WORK TO BE COMPLETED: Up to and including the line with "Target: vintage postcard", restate the records below word for word, beginning with their first line.

ENTRIES SHOWN:
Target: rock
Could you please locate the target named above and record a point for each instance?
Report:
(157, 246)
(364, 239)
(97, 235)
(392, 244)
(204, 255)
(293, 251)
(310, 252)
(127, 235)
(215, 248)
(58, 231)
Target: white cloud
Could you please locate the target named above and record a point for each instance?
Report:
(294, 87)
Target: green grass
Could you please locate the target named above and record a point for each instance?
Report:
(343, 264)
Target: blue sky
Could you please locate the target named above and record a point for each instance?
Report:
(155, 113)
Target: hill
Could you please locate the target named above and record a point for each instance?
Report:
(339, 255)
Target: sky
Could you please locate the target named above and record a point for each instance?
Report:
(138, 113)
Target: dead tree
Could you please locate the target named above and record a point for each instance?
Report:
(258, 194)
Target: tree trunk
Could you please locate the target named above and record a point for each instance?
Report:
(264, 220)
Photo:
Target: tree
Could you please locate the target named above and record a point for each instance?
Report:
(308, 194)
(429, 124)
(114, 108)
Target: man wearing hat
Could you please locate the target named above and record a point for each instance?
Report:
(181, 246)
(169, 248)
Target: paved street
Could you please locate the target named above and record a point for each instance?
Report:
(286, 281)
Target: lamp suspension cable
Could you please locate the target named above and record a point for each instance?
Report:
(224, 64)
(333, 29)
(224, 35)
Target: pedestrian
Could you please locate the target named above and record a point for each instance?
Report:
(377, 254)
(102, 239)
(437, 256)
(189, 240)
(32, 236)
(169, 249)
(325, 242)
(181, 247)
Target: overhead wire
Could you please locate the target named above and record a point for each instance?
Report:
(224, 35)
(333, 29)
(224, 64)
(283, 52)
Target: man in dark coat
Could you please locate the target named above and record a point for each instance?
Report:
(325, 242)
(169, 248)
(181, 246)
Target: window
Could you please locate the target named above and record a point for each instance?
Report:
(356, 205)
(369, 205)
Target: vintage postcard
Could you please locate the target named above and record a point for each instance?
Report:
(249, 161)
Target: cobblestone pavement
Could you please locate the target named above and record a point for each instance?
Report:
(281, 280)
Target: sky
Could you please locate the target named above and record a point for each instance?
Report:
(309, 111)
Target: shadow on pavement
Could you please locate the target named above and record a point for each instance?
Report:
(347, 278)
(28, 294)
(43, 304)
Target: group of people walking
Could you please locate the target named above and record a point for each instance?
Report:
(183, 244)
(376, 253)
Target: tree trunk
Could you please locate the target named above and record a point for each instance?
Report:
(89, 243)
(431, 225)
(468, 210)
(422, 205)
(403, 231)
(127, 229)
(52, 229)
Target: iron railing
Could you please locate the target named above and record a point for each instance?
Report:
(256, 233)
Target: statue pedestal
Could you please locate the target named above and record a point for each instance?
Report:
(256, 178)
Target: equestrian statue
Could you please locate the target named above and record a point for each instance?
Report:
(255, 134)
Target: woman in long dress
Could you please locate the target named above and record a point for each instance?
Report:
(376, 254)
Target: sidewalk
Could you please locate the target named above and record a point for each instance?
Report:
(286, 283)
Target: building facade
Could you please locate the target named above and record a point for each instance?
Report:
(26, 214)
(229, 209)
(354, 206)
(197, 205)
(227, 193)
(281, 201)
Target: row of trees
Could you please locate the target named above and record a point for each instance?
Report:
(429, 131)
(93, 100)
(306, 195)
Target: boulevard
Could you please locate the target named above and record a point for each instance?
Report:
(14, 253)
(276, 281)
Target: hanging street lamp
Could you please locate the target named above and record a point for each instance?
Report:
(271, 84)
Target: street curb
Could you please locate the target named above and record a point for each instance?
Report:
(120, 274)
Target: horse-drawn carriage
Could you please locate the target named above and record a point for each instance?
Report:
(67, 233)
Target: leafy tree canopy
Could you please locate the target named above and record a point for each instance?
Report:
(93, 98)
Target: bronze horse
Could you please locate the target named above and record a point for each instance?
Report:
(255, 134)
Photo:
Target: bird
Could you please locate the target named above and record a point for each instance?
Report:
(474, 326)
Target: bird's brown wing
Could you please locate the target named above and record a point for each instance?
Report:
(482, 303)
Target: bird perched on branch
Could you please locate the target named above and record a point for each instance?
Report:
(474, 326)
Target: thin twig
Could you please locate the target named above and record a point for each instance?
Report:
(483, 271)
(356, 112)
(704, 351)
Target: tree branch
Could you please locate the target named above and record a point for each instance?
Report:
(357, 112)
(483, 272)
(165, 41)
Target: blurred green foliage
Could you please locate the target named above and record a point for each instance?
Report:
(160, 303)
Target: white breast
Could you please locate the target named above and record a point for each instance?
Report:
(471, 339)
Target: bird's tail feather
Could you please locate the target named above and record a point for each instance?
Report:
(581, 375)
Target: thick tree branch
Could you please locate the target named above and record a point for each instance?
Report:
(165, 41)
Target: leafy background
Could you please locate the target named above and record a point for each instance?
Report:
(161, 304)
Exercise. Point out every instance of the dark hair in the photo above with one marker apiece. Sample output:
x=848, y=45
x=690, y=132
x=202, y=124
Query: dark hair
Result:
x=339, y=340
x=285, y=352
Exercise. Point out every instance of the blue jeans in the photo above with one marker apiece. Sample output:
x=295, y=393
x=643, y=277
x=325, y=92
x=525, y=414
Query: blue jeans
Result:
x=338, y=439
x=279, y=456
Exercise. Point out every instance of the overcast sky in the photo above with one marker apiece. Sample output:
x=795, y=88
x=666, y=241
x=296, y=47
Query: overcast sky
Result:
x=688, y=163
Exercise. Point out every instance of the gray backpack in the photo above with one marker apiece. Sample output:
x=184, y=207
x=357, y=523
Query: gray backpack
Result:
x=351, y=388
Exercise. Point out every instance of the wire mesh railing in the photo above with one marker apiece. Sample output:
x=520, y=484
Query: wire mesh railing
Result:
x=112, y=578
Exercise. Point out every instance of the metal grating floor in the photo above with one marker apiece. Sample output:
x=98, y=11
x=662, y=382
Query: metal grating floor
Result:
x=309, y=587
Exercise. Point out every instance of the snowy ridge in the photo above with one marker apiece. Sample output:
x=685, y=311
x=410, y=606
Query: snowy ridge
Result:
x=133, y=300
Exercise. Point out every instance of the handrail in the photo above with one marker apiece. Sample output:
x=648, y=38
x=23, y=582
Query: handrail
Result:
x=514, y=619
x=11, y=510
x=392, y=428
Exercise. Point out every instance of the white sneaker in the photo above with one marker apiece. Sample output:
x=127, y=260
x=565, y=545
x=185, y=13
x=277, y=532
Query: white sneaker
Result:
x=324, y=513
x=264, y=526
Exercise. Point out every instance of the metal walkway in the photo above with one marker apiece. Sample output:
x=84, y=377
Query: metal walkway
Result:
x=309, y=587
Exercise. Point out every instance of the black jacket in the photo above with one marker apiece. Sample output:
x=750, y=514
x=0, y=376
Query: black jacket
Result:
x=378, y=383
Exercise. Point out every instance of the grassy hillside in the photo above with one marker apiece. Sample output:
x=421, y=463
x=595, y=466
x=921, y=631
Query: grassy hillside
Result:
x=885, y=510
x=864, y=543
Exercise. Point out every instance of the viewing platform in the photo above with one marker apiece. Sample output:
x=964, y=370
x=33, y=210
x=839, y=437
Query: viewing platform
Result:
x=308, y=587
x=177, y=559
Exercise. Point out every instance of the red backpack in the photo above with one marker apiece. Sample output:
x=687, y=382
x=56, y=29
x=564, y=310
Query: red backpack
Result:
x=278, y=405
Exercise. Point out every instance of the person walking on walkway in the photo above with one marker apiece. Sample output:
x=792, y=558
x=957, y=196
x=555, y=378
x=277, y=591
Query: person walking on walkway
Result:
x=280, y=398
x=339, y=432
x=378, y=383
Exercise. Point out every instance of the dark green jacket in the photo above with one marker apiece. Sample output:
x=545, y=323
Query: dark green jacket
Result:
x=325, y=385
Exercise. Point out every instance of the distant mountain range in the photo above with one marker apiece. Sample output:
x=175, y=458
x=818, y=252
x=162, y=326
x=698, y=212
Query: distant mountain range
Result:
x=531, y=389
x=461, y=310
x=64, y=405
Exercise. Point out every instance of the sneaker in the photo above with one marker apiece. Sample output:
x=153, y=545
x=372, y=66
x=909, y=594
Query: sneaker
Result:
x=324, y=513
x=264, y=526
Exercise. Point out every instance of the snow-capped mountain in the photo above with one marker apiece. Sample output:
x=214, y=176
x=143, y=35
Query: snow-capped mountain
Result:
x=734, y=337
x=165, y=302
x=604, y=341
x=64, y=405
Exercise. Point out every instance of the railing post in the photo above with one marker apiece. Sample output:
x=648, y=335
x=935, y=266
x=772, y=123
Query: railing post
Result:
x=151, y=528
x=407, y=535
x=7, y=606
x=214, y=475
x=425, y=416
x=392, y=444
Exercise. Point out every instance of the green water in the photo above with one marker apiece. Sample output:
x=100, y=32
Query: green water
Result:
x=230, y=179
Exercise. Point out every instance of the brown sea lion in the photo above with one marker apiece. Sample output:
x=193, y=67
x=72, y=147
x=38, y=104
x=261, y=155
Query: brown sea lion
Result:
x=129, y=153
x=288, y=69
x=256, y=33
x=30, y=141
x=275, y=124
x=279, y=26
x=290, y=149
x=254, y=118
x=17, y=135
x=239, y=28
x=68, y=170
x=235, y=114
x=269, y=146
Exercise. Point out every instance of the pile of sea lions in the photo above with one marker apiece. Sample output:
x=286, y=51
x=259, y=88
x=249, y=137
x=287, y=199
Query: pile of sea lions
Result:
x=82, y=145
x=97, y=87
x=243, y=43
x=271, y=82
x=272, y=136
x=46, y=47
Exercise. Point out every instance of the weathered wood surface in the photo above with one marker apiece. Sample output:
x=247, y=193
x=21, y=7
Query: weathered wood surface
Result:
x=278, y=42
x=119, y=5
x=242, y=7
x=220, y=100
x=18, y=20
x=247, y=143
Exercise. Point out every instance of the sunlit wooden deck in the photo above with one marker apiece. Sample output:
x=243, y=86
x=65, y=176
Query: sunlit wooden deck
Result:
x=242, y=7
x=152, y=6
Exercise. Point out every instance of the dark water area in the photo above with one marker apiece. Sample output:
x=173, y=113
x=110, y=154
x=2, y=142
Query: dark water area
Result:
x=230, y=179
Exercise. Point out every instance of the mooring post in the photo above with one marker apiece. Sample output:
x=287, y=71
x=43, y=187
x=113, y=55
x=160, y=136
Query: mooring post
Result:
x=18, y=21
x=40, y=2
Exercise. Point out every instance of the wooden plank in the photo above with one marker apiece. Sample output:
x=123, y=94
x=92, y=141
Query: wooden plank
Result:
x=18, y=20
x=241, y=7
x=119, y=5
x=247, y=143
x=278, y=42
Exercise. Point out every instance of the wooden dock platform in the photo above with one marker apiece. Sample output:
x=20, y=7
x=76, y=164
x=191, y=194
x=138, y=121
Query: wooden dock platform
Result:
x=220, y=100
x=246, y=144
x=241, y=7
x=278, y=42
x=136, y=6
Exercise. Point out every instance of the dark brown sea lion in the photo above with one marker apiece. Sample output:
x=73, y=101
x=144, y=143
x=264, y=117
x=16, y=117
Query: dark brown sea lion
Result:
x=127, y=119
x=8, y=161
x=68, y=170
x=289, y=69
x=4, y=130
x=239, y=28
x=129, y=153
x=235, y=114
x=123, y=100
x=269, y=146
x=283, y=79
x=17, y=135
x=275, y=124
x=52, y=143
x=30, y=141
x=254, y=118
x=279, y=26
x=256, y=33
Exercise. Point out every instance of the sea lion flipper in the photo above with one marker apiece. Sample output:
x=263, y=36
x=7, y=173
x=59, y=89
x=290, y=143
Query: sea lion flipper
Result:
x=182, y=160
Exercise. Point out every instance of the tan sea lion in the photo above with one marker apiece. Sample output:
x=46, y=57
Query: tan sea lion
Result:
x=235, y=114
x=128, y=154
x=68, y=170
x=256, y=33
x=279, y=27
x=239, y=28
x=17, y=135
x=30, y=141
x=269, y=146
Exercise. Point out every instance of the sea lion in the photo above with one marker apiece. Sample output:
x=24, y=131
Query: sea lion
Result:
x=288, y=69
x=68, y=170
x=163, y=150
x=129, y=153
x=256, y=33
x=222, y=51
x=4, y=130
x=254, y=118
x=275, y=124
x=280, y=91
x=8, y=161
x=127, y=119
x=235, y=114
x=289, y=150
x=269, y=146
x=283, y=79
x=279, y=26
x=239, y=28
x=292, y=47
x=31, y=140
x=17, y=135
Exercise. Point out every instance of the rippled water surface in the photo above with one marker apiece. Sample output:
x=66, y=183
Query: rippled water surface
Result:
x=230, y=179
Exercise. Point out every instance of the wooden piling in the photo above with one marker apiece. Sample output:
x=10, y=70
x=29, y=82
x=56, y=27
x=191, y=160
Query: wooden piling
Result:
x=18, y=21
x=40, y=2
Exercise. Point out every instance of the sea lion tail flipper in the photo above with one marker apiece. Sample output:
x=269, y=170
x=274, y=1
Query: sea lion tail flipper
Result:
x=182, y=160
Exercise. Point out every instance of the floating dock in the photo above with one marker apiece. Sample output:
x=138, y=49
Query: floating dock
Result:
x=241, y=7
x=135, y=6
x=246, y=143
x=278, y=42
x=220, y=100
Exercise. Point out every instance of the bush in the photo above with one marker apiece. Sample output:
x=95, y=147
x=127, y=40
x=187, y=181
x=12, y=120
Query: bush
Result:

RESPONSE FOR THIS EXERCISE:
Target: rock
Could you please locate the target named above and record a point for each instance?
Report:
(157, 246)
(364, 239)
(97, 235)
(392, 244)
(204, 255)
(293, 251)
(310, 252)
(127, 235)
(215, 248)
(58, 231)
Target: white cloud
Could you please locate the target named above and record a point for each instance?
Report:
(294, 87)
Target: green grass
Could you please locate the target named above and record a point for each instance?
Report:
(343, 264)
Target: blue sky
Could you please locate the target named above and record a point for each instance?
Report:
(155, 113)
Target: hill
Could you please locate the target named above and record a point for each instance?
Report:
(339, 255)
Target: sky
Could you please locate the target named above and record a point for each instance?
Report:
(138, 113)
Target: dead tree
Could you please locate the target named above and record a point for each instance?
Report:
(258, 194)
Target: tree trunk
Could you please locate the target named above and record a point for each instance?
Report:
(264, 220)
Photo:
Target: tree
Could you please locate the target named above and record a point for each instance?
Report:
(308, 194)
(429, 124)
(114, 108)
Target: man wearing hat
Could you please locate the target named above and record a point for each instance?
Report:
(181, 246)
(169, 248)
Target: paved street
Could you please locate the target named above and record a point for each instance?
Report:
(286, 281)
Target: lamp suspension cable
Could you please locate the target named above and record a point for each instance?
Report:
(224, 64)
(333, 29)
(224, 35)
Target: pedestrian
Could you please locate the target named above and record a point for each instance?
Report:
(377, 254)
(102, 239)
(437, 256)
(189, 240)
(32, 236)
(169, 249)
(325, 242)
(181, 247)
Target: overhead wire
Could you please locate the target named above and record a point for each instance?
Report:
(224, 35)
(333, 29)
(224, 64)
(283, 52)
Target: man in dark coat
Could you please locate the target named above and record a point for each instance?
Report:
(325, 242)
(169, 248)
(181, 246)
Target: window
Could you please locate the target named above and record a point for each instance?
Report:
(356, 205)
(369, 205)
Target: vintage postcard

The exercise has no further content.